(Entries taken from a collection)
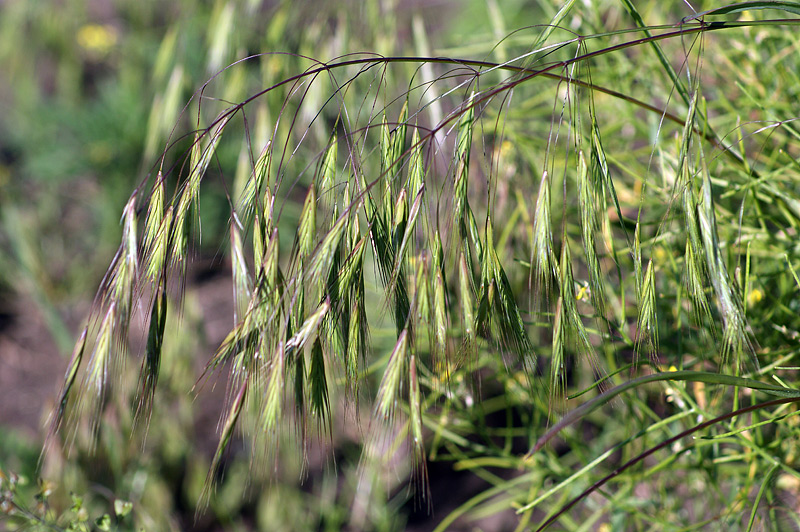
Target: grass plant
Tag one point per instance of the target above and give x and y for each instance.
(567, 268)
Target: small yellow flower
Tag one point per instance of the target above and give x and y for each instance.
(97, 38)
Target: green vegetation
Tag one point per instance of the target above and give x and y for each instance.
(546, 279)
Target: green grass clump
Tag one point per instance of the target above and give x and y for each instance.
(567, 267)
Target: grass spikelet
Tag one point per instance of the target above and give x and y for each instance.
(151, 362)
(589, 230)
(307, 228)
(69, 381)
(225, 439)
(543, 261)
(242, 289)
(573, 317)
(323, 257)
(408, 230)
(97, 375)
(558, 377)
(387, 170)
(155, 212)
(262, 229)
(416, 170)
(389, 389)
(734, 333)
(415, 421)
(126, 268)
(156, 257)
(327, 174)
(356, 339)
(398, 136)
(254, 186)
(351, 269)
(460, 181)
(439, 320)
(318, 385)
(465, 292)
(309, 327)
(498, 310)
(186, 212)
(695, 271)
(647, 324)
(270, 267)
(272, 409)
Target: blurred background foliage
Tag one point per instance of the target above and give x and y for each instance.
(93, 92)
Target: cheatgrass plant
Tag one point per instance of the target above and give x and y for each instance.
(495, 257)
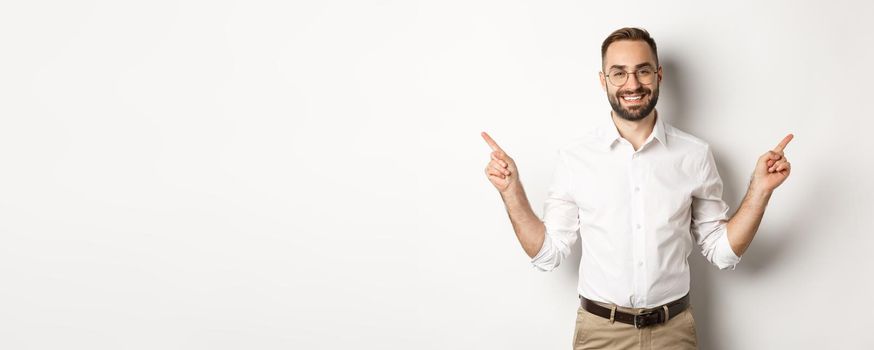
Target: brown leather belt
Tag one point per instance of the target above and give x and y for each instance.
(653, 316)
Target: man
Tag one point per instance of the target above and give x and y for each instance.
(638, 192)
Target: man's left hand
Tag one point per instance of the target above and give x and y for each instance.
(772, 168)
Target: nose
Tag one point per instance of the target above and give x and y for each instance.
(632, 83)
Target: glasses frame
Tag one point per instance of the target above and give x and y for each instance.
(655, 72)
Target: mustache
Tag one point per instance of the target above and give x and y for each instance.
(639, 91)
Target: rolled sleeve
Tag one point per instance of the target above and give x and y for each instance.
(710, 218)
(561, 218)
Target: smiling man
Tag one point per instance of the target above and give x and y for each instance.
(637, 193)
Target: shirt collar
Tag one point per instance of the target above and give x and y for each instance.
(609, 133)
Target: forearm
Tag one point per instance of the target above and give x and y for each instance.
(529, 229)
(744, 224)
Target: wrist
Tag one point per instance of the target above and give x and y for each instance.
(760, 191)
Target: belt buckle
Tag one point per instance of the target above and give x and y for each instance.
(644, 319)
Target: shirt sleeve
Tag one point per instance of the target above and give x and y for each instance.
(560, 216)
(710, 217)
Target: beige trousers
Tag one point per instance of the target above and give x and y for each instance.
(595, 332)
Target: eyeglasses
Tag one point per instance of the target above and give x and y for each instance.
(620, 77)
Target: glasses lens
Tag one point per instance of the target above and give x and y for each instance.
(618, 78)
(645, 76)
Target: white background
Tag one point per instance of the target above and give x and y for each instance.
(309, 175)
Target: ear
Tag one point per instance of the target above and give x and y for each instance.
(603, 81)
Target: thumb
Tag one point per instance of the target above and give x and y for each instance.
(770, 155)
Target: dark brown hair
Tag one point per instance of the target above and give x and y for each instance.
(629, 33)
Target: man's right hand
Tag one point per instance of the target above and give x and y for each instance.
(501, 170)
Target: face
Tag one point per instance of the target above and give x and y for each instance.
(632, 100)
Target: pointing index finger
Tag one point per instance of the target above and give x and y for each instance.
(492, 143)
(783, 143)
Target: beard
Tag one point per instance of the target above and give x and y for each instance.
(638, 112)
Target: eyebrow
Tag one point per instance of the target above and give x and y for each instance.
(637, 66)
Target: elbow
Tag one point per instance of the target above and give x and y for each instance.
(721, 254)
(551, 254)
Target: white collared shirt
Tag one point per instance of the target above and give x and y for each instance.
(636, 214)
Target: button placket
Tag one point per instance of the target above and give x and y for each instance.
(639, 237)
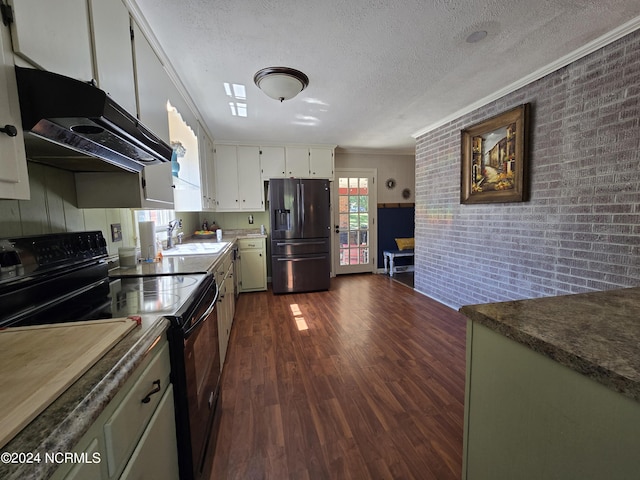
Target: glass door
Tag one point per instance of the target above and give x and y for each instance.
(355, 233)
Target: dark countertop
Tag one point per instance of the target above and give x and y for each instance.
(596, 334)
(63, 423)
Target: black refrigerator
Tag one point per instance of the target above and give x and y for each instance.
(300, 226)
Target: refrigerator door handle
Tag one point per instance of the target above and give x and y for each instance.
(301, 259)
(299, 205)
(298, 244)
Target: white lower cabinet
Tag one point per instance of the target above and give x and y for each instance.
(14, 177)
(239, 185)
(88, 469)
(226, 303)
(135, 435)
(152, 188)
(252, 264)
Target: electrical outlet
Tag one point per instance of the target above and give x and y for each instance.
(116, 232)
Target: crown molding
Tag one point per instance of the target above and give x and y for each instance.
(583, 51)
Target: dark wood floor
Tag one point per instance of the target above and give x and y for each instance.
(363, 381)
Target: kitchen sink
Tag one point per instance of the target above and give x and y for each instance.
(211, 248)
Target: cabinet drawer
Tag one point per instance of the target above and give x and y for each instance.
(123, 429)
(250, 243)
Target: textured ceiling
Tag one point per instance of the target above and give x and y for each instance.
(379, 71)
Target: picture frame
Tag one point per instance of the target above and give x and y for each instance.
(494, 158)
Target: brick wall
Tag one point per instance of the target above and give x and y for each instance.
(580, 229)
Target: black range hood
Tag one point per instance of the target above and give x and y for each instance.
(76, 126)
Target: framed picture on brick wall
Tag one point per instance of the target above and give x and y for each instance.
(494, 158)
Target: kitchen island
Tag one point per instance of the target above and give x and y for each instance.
(553, 388)
(183, 264)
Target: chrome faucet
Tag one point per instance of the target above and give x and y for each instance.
(172, 225)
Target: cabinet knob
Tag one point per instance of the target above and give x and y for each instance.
(9, 130)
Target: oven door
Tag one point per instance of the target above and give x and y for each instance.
(202, 375)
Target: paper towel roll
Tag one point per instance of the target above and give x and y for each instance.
(147, 240)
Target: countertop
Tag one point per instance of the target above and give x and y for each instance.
(183, 264)
(596, 334)
(61, 425)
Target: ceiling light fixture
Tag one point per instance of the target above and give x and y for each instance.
(281, 83)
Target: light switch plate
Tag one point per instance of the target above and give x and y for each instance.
(116, 232)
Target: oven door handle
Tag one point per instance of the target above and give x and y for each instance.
(204, 316)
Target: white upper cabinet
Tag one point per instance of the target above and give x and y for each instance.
(14, 179)
(154, 86)
(112, 51)
(54, 36)
(150, 188)
(226, 167)
(297, 162)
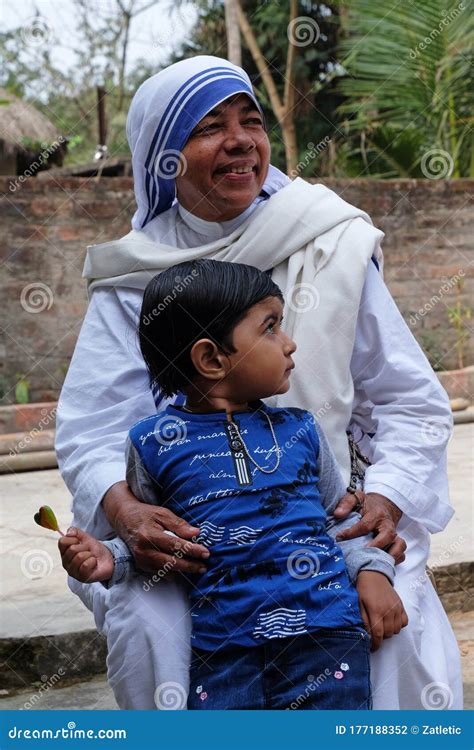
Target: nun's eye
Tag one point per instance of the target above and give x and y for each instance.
(208, 128)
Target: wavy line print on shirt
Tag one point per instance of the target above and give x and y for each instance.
(210, 533)
(280, 623)
(243, 535)
(243, 573)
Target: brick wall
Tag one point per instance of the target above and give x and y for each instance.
(48, 222)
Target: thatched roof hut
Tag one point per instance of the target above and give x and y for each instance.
(28, 140)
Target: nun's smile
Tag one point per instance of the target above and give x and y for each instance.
(226, 157)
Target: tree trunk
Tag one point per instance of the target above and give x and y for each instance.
(234, 49)
(123, 60)
(283, 110)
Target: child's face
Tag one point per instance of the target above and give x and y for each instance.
(262, 364)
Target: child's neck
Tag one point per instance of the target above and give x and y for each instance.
(200, 404)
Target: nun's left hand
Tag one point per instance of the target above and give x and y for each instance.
(379, 517)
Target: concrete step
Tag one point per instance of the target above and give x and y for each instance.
(87, 695)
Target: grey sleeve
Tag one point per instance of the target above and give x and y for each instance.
(143, 486)
(145, 489)
(357, 556)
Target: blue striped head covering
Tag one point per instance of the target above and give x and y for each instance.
(163, 113)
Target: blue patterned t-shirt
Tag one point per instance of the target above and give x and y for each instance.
(274, 570)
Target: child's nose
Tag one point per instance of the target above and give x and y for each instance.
(290, 346)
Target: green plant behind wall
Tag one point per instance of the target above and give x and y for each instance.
(459, 317)
(22, 390)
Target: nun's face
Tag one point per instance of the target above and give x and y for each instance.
(227, 157)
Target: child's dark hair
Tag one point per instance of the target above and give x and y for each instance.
(194, 300)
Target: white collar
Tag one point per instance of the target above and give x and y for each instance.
(214, 230)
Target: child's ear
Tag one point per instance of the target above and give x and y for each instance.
(209, 360)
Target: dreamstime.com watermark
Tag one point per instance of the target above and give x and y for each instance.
(448, 18)
(36, 297)
(67, 733)
(314, 149)
(313, 684)
(433, 301)
(181, 284)
(36, 164)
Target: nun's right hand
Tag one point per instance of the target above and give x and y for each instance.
(160, 541)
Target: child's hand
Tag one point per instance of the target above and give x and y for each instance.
(381, 608)
(84, 557)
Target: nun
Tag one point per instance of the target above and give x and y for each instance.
(205, 188)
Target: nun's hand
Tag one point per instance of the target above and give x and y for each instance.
(160, 542)
(379, 517)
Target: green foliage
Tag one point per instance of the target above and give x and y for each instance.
(409, 87)
(459, 317)
(22, 390)
(316, 101)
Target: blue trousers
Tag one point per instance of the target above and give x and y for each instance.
(324, 669)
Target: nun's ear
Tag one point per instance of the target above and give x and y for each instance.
(208, 360)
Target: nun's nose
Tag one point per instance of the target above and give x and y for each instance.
(238, 137)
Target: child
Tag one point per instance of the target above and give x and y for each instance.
(276, 605)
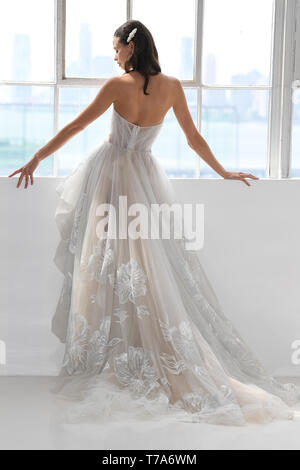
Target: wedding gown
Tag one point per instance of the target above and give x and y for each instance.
(144, 333)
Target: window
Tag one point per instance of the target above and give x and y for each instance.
(236, 70)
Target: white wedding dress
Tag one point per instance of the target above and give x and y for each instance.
(144, 333)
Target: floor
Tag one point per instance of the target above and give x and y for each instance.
(29, 421)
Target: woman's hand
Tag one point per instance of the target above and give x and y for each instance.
(239, 176)
(27, 171)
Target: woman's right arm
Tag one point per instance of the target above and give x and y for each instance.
(195, 139)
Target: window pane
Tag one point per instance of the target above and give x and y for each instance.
(172, 24)
(27, 40)
(171, 148)
(26, 124)
(90, 27)
(235, 125)
(237, 42)
(295, 173)
(71, 102)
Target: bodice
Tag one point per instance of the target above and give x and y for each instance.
(131, 136)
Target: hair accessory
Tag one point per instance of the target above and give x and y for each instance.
(131, 35)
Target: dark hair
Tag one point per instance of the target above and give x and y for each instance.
(144, 58)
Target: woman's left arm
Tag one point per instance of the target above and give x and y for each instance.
(98, 106)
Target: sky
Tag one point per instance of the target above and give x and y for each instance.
(237, 32)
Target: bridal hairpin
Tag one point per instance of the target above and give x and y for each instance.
(131, 35)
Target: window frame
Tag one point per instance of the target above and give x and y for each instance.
(283, 80)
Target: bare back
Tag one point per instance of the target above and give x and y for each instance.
(141, 109)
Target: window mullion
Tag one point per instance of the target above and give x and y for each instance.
(275, 103)
(197, 72)
(59, 66)
(288, 76)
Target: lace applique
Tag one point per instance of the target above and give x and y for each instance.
(100, 261)
(142, 311)
(121, 314)
(181, 339)
(172, 365)
(207, 404)
(76, 223)
(136, 371)
(130, 282)
(87, 350)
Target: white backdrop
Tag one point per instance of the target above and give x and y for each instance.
(251, 255)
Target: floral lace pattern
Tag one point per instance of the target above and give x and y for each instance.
(86, 350)
(76, 223)
(130, 282)
(100, 261)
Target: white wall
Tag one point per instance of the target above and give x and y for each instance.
(251, 255)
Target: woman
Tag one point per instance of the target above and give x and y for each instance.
(143, 328)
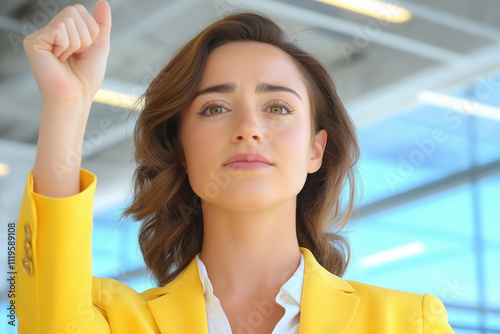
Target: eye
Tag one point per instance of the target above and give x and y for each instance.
(279, 108)
(214, 108)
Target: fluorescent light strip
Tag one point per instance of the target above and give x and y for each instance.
(4, 169)
(465, 106)
(393, 254)
(378, 9)
(116, 99)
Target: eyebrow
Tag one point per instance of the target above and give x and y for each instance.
(262, 88)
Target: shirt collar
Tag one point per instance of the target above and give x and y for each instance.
(292, 287)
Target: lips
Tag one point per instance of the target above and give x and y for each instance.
(251, 159)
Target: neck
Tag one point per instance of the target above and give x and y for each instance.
(248, 253)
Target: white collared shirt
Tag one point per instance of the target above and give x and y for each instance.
(289, 298)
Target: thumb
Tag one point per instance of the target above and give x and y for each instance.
(102, 16)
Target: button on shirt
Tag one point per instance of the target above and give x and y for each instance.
(289, 298)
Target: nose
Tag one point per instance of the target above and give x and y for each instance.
(247, 127)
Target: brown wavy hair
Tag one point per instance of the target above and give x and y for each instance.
(171, 233)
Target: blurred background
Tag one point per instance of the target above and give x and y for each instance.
(421, 79)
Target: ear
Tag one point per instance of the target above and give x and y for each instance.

Exercise brief:
Every line from the line containing "Target: button on shirt" to the last line of the material above must be repeated exactly, and no other line.

In response:
Target: button on shirt
Tag one point per instance of the target above and give x and y for each instance.
(289, 298)
Target: nose
Tag one point per instance of the target above and give x and y for each instance.
(247, 127)
Target: brown wavy hair
Tag one point per instance of the target above and give x and y for each instance.
(171, 233)
Target: blurred background
Tag one point per instance of the target above and give x and y for each instance.
(421, 79)
Target: ear
Tag one point per instance of the target above and give x and y for each instance.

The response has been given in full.